> _Data records_:
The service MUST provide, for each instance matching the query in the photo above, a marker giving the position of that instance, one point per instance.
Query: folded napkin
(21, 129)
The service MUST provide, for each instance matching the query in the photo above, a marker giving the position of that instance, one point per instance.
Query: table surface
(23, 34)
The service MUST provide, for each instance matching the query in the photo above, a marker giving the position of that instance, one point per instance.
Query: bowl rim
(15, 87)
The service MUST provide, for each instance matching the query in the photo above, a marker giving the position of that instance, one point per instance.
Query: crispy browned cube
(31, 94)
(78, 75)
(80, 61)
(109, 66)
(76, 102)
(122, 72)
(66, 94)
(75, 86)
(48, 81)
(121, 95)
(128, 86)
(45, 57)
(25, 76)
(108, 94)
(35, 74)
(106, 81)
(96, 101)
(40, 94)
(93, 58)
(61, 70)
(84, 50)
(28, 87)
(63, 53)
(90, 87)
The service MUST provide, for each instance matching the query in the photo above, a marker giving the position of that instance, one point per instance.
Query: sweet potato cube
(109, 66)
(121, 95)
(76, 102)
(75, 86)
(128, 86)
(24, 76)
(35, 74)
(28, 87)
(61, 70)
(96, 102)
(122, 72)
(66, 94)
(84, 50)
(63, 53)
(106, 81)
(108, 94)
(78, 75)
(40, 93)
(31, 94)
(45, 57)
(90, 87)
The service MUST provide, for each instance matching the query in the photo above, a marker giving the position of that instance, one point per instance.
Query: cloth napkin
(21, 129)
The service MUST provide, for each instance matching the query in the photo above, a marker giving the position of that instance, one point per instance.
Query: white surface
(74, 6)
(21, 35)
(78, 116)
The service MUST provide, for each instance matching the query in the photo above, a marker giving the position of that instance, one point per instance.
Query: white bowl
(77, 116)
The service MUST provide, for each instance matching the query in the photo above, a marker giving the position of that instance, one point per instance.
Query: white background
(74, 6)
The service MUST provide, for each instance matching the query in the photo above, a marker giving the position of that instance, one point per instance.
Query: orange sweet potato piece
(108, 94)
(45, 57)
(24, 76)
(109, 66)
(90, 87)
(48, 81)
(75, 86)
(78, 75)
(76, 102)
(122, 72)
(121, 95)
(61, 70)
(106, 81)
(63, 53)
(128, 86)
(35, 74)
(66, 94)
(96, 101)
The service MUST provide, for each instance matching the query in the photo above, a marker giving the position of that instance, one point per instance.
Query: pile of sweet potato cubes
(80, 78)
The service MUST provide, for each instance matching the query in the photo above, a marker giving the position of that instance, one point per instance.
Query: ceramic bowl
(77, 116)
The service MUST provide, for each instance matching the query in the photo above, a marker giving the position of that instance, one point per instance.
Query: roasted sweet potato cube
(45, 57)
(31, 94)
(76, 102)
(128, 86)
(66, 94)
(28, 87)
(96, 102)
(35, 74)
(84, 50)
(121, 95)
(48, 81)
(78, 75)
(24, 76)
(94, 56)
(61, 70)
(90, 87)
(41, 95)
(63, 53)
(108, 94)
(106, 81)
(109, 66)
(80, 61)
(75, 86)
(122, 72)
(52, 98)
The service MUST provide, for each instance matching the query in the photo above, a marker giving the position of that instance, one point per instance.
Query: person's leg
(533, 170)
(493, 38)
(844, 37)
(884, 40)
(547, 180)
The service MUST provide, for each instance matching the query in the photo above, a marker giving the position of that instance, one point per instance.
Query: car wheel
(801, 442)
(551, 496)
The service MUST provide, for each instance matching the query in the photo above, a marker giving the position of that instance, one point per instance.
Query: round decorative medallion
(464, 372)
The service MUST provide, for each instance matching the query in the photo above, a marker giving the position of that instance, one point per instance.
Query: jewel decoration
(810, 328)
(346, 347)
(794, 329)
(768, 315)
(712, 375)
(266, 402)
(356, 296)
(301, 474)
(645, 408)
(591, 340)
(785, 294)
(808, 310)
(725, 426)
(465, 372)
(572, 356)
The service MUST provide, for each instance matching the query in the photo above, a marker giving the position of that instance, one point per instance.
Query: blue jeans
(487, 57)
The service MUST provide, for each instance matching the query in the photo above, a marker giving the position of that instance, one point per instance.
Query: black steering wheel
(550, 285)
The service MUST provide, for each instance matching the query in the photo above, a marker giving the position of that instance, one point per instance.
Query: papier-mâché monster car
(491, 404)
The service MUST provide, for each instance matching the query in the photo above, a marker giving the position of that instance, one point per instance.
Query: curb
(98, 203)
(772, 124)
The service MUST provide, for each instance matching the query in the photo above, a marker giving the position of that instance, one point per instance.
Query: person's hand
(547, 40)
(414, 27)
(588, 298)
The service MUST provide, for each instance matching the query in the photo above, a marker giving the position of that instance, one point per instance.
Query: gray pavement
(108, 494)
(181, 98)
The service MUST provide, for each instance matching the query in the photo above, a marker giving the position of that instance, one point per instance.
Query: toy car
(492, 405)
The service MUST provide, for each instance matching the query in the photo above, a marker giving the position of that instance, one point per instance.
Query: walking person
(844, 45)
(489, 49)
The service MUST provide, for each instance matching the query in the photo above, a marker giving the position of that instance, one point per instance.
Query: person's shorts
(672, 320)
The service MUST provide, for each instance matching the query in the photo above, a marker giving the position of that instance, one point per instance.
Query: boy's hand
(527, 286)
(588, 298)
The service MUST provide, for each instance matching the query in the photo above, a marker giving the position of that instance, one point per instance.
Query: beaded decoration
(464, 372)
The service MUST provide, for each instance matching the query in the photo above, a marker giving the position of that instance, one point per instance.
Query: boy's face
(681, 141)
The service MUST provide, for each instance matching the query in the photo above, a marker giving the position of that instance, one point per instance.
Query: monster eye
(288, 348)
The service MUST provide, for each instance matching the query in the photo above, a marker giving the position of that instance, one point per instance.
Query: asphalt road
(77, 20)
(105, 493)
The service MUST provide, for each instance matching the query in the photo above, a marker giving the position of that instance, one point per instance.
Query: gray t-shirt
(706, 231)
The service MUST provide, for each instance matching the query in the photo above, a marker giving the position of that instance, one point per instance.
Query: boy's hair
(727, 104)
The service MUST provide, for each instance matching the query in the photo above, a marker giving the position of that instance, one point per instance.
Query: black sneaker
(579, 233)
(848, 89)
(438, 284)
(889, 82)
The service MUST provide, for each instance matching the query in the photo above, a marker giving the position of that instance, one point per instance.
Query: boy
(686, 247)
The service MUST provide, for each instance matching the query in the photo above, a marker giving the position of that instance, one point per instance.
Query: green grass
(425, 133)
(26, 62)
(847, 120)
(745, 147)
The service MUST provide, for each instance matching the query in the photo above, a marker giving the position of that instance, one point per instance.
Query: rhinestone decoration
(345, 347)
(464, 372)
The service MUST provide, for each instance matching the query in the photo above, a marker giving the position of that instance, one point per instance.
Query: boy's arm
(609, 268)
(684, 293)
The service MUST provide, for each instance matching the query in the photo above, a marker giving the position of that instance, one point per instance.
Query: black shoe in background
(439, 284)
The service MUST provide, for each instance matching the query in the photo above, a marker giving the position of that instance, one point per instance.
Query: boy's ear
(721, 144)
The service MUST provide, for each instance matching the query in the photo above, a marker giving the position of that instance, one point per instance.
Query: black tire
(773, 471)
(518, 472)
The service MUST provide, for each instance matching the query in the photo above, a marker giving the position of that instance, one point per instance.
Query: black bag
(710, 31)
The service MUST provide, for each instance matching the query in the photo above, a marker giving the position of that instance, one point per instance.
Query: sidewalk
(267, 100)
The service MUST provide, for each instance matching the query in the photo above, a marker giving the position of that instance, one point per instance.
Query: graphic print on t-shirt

> _Stated problem_: Every entry must be output again, exactly as written above.

> _Solution for this task_:
The service MUST provide, for each instance matching the query in the photo above, a marker giving the position of that instance, one point per instance.
Query: folded napkin
(21, 129)
The service MUST provide, for each instance matching the query in the photo above, a marker giving the position of that instance, one point per instance.
Query: table surface
(23, 34)
The service MUST provide, for each instance matching the query in the photo above, a marker giving the position of that instance, one point per instance.
Query: bowl rim
(15, 87)
The service MUST provide, for each instance matching the query in the photo above, a marker giving the position of that instance, one point per instance.
Query: crispy browned cube
(31, 94)
(78, 75)
(80, 61)
(109, 66)
(76, 102)
(122, 72)
(66, 94)
(75, 86)
(48, 81)
(121, 95)
(128, 86)
(45, 57)
(25, 76)
(108, 94)
(35, 74)
(106, 81)
(96, 101)
(40, 94)
(93, 58)
(61, 70)
(84, 50)
(28, 87)
(63, 53)
(90, 87)
The service MUST provide, for each instance matching the query in the photo above, a marker giving the position of that instance, one point per instance.
Query: sweet potato cube
(109, 66)
(121, 95)
(76, 102)
(75, 86)
(128, 86)
(24, 76)
(35, 74)
(28, 87)
(61, 70)
(96, 102)
(122, 72)
(66, 94)
(84, 50)
(63, 53)
(106, 81)
(108, 94)
(78, 75)
(40, 93)
(31, 94)
(45, 57)
(90, 87)
The service MUST provide, for each instance matching the query in the photo above, a marker giving the position of that instance, one point per instance.
Query: cloth napkin
(21, 129)
The service MUST provide, for each instance matching the query in the photo above, a marker giving the position of that instance, one point per instance.
Query: white surface
(74, 6)
(21, 35)
(78, 116)
The service MUST provide, for each instance matching the query in the photo above, a marker giving the position of that instance, one point per instance.
Query: white bowl
(77, 116)
The service MUST provide, for each instance matching the query in the photo above, a marker giving the position of that instance, one point per instance.
Query: white background
(74, 6)
The service MUST provide, for each instance matching the query in the photo above, a marker giving the position of that instance, one point per instance.
Query: orange sweet potato piece
(108, 94)
(45, 57)
(24, 76)
(109, 66)
(90, 87)
(48, 81)
(75, 86)
(78, 75)
(76, 102)
(122, 72)
(121, 95)
(61, 70)
(106, 81)
(63, 53)
(128, 86)
(35, 74)
(66, 94)
(96, 101)
The service MUST provide, for each instance matching the query in the photo above, a marker giving the position of that instance, one point per instance.
Query: pile of sweet potato cubes
(80, 78)
The service MUST provide, for each instance matching the query in the photo above, a marker giving the position of that instance, one point per instance.
Query: ceramic bowl
(77, 116)
The service MUST provide, for each instance matching the query in the photo above, a marker giving the position of that instance, one point per instance.
Query: roasted sweet potato cube
(45, 57)
(31, 94)
(76, 102)
(128, 86)
(66, 94)
(28, 87)
(96, 102)
(35, 74)
(84, 50)
(121, 95)
(48, 81)
(78, 75)
(24, 76)
(94, 56)
(61, 70)
(90, 87)
(41, 95)
(63, 53)
(108, 94)
(106, 81)
(109, 66)
(80, 61)
(75, 86)
(122, 72)
(52, 98)
The service MUST provide, for each instance matching the query in the photo above, a marker giving the position of that instance, one point per instance.
Query: person's leg
(533, 170)
(493, 38)
(844, 37)
(884, 40)
(547, 180)
The service MUST provide, for each instance matching the query in the photo above, a marker giving the position of that instance, one point per instance.
Query: car wheel
(801, 442)
(551, 496)
The service MUST provide, for each instance matching the query in the photo above, a marker giving the position of that instance, one point per instance.
Query: round decorative medallion
(464, 372)
The service MUST provide, for each instance matching the query in the photo above, a marker giving the position of that instance, one point per instance.
Query: jewel decoration
(810, 328)
(346, 347)
(794, 329)
(768, 315)
(712, 375)
(266, 402)
(356, 296)
(301, 474)
(645, 408)
(591, 340)
(785, 294)
(808, 310)
(725, 426)
(465, 372)
(572, 356)
The service MUST provide, for each instance matching the query in the photo above, a marker giving the position of that instance, one point per instance.
Query: blue jeans
(487, 57)
The service MUST provide, for each instance matching the query in the photo above, a marker giving the position of that instance, one point per instance.
Query: black steering wheel
(550, 285)
The service MUST provide, for each instance matching the query in the photo above, a marker giving the position of that instance, one point per instance.
Query: papier-mâché monster car
(491, 404)
The service MUST provide, for each instance matching the query in the photo above, a marker giving the position of that instance, one point per instance.
Query: curb
(98, 203)
(772, 124)
The service MUST provide, for each instance matching the query in the photo above, a marker giving the position of that instance, one point per instance.
Query: person's hand
(547, 40)
(414, 27)
(588, 298)
The service MUST provide, for each instance matching the query in the photo above, a marker giving the position of that instance, one point per instance.
Query: gray pavement
(108, 494)
(181, 98)
The service MUST provide, for each instance matching the query in the photo above, a marker giving the position of that instance, one point per instance.
Query: toy car
(492, 405)
The service MUST provide, for each instance matching the query in the photo above, a marker giving the position of that instance, one point per instance.
Query: walking person
(844, 45)
(489, 49)
The service MUST provide, for each instance matching the query in the photo above, a marker giving the position of that instance, one point per instance.
Query: person's shorts
(672, 320)
The service MUST provide, for each instance matching the query in the photo above, a marker giving the position of that instance, one point per instance.
Query: boy's hand
(527, 286)
(588, 298)
The service MUST provide, for each instance matching the query in the photo above, a marker giving the position of that instance, one point per instance.
Query: beaded decoration
(464, 372)
The service MUST provide, for each instance matching the query in the photo above, a marker giving the position of that instance, one point per instance.
Query: boy's face
(681, 141)
The service MUST provide, for each instance matching the query in the photo above, a marker giving the position of that instance, one point per instance.
Query: monster eye
(288, 348)
The service MUST provide, for each instance matching the query in the photo above, a marker giving the position of that instance, one point per instance.
Query: asphalt road
(77, 20)
(105, 493)
The service MUST provide, for each instance matching the query in the photo above, a marker giving the position of that instance, one point per instance.
Query: gray t-shirt
(706, 231)
The service MUST provide, for each instance matching the query in the photo above, a marker giving the position of that instance, one point per instance.
Query: boy's hair
(727, 104)
The service MUST provide, for each instance matching the query in the photo above, a marker giving the position of that instance, one point per instance.
Query: black sneaker
(579, 233)
(848, 89)
(438, 284)
(889, 82)
The service MUST provide, for each instance matching the query in the photo above, a marker giving the position of that instance, one point per instance.
Query: boy
(686, 247)
The service MUST provide, for each instance matching the query in the photo above, a marker giving the position of that instance, one point per instance.
Query: green grass
(425, 133)
(26, 62)
(847, 120)
(745, 147)
The service MUST provide, for each instance matching the query in the photo above, a marker giving the position of that instance, one point per instance.
Query: rhinestone decoration
(345, 347)
(464, 372)
The service MUST provide, for each instance matching the query in the photo above, a marker giving the position of that instance, one point per instance.
Query: boy's arm
(609, 268)
(684, 293)
The service MUST provide, for each instance matching the query in the photo above, a marker giving the position of that instance, one point per instance.
Query: black shoe in background
(439, 284)
The service MUST provide, for each instance matching the query in the photo above, a marker giving the position of that instance, one point per instance.
Query: boy's ear
(721, 144)
The service MUST provide, for each instance matching the query in the photo above, a marker giving the position of that instance, one point per instance.
Query: black tire
(773, 471)
(518, 472)
The service MUST provide, for each instance matching the query in the photo above, a marker giving the position of that instance, one point per instance.
Query: black bag
(710, 31)
The service MUST provide, for each instance matching the query in the photo above, a marker giving the position of that instance, one point per instance.
Query: sidewalk
(267, 100)
The service MUST provide, for each instance matching the query in the photo above, a marker giving the position of that instance, one point per instance.
Query: graphic print on t-shirt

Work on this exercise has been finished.